### EXTRACTED RECORDS
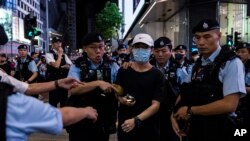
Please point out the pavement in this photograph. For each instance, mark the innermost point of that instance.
(62, 137)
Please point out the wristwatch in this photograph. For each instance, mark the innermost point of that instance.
(189, 112)
(138, 122)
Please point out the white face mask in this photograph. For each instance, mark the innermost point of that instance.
(141, 55)
(196, 57)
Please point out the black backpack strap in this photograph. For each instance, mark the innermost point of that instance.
(5, 90)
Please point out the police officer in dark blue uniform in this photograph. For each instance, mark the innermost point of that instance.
(243, 110)
(213, 90)
(164, 61)
(93, 66)
(58, 64)
(26, 69)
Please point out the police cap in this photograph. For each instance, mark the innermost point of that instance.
(56, 39)
(206, 25)
(22, 47)
(179, 47)
(242, 45)
(92, 38)
(163, 42)
(121, 46)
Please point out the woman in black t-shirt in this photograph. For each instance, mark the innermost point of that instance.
(137, 120)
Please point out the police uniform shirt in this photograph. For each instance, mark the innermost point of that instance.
(32, 65)
(163, 69)
(232, 75)
(26, 115)
(75, 71)
(182, 73)
(50, 58)
(19, 86)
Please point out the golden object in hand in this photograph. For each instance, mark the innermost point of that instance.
(119, 90)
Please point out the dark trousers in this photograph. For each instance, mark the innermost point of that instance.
(88, 134)
(58, 96)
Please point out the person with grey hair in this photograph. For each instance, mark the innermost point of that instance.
(22, 115)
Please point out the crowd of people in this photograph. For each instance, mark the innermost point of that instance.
(166, 96)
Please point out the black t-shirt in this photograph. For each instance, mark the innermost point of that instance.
(144, 86)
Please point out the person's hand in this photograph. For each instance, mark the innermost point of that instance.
(124, 100)
(105, 86)
(91, 113)
(68, 83)
(128, 125)
(181, 114)
(126, 65)
(66, 66)
(175, 127)
(60, 51)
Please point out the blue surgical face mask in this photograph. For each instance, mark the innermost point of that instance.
(141, 55)
(178, 56)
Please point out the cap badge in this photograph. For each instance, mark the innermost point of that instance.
(205, 25)
(100, 38)
(162, 43)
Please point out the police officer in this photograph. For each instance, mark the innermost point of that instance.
(243, 110)
(5, 64)
(26, 69)
(213, 89)
(58, 67)
(164, 61)
(92, 66)
(122, 54)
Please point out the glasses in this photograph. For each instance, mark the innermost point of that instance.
(96, 47)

### PROBLEM STATEMENT
Return the full set of lines above word for word and with no pictures.

### FINISHED TASK
Please point out the pavement in this photograph. For each instance, mark the innermost point of that instance.
(62, 137)
Please point out the wristwatch in this photograph. For each instance, mark the innermost point of that instance.
(189, 112)
(138, 122)
Please point out the white face mask in this photograph. For each instance, mark the innermost point of that instance.
(141, 55)
(196, 57)
Please point out the black backpack strap in this photograph. For each instance, mark the innermost point of that instance.
(5, 90)
Please point out the police officer in dark blue uniform in this photograph. For each instance, mark the innermost point of that instance.
(243, 110)
(213, 90)
(164, 61)
(93, 66)
(58, 64)
(26, 69)
Please point out the police cap in this photograph. For each instance, mark the innermost point of that instance.
(56, 39)
(206, 25)
(22, 47)
(179, 47)
(242, 45)
(92, 38)
(163, 42)
(121, 46)
Please point out the woman in black t-shirt in this photograph. For each instance, mark the innermost point of that instance.
(137, 120)
Please point out the police uniform shirt in this photograph. For each instance, mark the innermost point of that instance.
(32, 65)
(163, 69)
(232, 75)
(26, 115)
(75, 71)
(182, 73)
(50, 58)
(19, 86)
Please point out the golden object in hand in this photograph. For each instance, mark the innermost point of that instance.
(119, 90)
Please point out the dark trousers in this photograph. For each instance, mark the innermost point of that instance.
(88, 134)
(58, 96)
Please point out the person with grey hair in this photograph. For each instance, mark the innermost point of that instance.
(22, 115)
Please point out the crowd of people in this photograph. For each instance, mark the innermost point of that instance.
(166, 96)
Please point out the black t-shirt in this photograph. For each instance, mark the innermost point of that instance.
(144, 86)
Please point out the person's hand in this photograph. For each instance, mark the innermost point of that instance.
(124, 100)
(105, 86)
(91, 113)
(68, 83)
(128, 125)
(181, 114)
(126, 65)
(66, 66)
(175, 127)
(60, 51)
Please point out the blue surgical face mask in this photograph. For each instance, mark the innermost point of that instance.
(141, 55)
(178, 56)
Please point out the cap badge in this photograph. For each instance, mark the innermost point of that instance.
(205, 25)
(100, 38)
(162, 43)
Please point out the police officer in this photograph. For each instance, mark the innermost point of that instance.
(243, 110)
(5, 64)
(26, 69)
(213, 89)
(58, 67)
(164, 61)
(92, 66)
(122, 54)
Please point out the glasses in this photograph. For each instance, mark the innermost point of that instance.
(96, 47)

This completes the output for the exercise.